[RECORDS SHOWN]

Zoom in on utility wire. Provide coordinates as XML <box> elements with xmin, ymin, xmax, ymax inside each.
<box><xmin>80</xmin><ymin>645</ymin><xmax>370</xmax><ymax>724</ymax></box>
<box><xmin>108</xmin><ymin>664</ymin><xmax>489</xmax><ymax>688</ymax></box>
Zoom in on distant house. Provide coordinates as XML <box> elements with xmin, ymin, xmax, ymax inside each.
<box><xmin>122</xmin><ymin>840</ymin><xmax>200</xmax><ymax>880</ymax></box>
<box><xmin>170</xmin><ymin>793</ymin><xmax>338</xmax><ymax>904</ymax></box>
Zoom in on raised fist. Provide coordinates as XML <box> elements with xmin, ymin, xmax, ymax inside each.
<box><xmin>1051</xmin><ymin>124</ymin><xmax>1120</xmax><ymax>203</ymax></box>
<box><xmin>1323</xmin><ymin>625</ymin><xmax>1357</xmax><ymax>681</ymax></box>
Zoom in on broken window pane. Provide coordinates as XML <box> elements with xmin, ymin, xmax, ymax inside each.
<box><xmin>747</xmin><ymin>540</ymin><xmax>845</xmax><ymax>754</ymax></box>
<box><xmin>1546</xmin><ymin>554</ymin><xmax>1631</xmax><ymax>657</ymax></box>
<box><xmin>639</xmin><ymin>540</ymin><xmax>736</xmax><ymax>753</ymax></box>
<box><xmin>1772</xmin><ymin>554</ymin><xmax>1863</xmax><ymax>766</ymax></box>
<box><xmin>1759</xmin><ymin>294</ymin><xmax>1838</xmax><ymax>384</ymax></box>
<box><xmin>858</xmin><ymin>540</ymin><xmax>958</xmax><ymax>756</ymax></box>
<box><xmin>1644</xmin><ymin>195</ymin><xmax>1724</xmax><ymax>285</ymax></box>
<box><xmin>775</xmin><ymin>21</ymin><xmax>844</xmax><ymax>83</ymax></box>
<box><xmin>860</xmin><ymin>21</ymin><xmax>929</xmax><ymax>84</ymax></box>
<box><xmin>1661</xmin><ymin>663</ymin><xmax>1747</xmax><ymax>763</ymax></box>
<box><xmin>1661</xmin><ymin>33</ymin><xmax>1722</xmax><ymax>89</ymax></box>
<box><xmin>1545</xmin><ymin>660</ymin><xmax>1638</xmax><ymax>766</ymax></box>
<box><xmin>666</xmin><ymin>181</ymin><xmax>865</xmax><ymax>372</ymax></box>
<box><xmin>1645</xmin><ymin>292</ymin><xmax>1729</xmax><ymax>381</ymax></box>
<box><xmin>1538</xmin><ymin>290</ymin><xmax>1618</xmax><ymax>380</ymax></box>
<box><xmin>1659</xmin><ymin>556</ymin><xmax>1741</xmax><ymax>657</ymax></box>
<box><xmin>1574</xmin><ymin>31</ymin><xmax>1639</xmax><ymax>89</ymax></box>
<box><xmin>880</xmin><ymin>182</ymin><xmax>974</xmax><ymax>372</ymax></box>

[/RECORDS SHOWN]

- _WORK ITEM_:
Word for word, extract all the records.

- _EXERCISE SOLUTION_:
Zoom in on utility wire. Provide coordinates as XML <box> elements with xmin, ymin, xmax, ymax inside each.
<box><xmin>80</xmin><ymin>645</ymin><xmax>370</xmax><ymax>724</ymax></box>
<box><xmin>108</xmin><ymin>664</ymin><xmax>489</xmax><ymax>688</ymax></box>
Zoom in on distant house. Provide coordinates as XML <box> elements with xmin, ymin, xmax, ymax inside each.
<box><xmin>122</xmin><ymin>840</ymin><xmax>200</xmax><ymax>880</ymax></box>
<box><xmin>170</xmin><ymin>793</ymin><xmax>338</xmax><ymax>904</ymax></box>
Zoom in on raised fist. Provide coordinates as XML <box> elements with xmin, ymin, xmax, ymax inside each.
<box><xmin>1051</xmin><ymin>124</ymin><xmax>1120</xmax><ymax>203</ymax></box>
<box><xmin>1323</xmin><ymin>625</ymin><xmax>1357</xmax><ymax>681</ymax></box>
Zoom in on broken window pane. Provide coordinates as XML <box> elements with xmin, ymin, xmax, ymax inside each.
<box><xmin>747</xmin><ymin>540</ymin><xmax>845</xmax><ymax>754</ymax></box>
<box><xmin>1546</xmin><ymin>554</ymin><xmax>1631</xmax><ymax>657</ymax></box>
<box><xmin>639</xmin><ymin>540</ymin><xmax>736</xmax><ymax>753</ymax></box>
<box><xmin>1772</xmin><ymin>554</ymin><xmax>1863</xmax><ymax>766</ymax></box>
<box><xmin>1759</xmin><ymin>294</ymin><xmax>1838</xmax><ymax>384</ymax></box>
<box><xmin>858</xmin><ymin>540</ymin><xmax>958</xmax><ymax>756</ymax></box>
<box><xmin>1644</xmin><ymin>195</ymin><xmax>1724</xmax><ymax>285</ymax></box>
<box><xmin>775</xmin><ymin>21</ymin><xmax>844</xmax><ymax>83</ymax></box>
<box><xmin>860</xmin><ymin>21</ymin><xmax>929</xmax><ymax>84</ymax></box>
<box><xmin>1661</xmin><ymin>663</ymin><xmax>1747</xmax><ymax>763</ymax></box>
<box><xmin>1661</xmin><ymin>33</ymin><xmax>1722</xmax><ymax>89</ymax></box>
<box><xmin>1545</xmin><ymin>660</ymin><xmax>1638</xmax><ymax>766</ymax></box>
<box><xmin>666</xmin><ymin>181</ymin><xmax>865</xmax><ymax>372</ymax></box>
<box><xmin>1645</xmin><ymin>292</ymin><xmax>1729</xmax><ymax>381</ymax></box>
<box><xmin>1538</xmin><ymin>290</ymin><xmax>1618</xmax><ymax>380</ymax></box>
<box><xmin>1659</xmin><ymin>556</ymin><xmax>1741</xmax><ymax>657</ymax></box>
<box><xmin>1574</xmin><ymin>31</ymin><xmax>1639</xmax><ymax>89</ymax></box>
<box><xmin>880</xmin><ymin>182</ymin><xmax>974</xmax><ymax>372</ymax></box>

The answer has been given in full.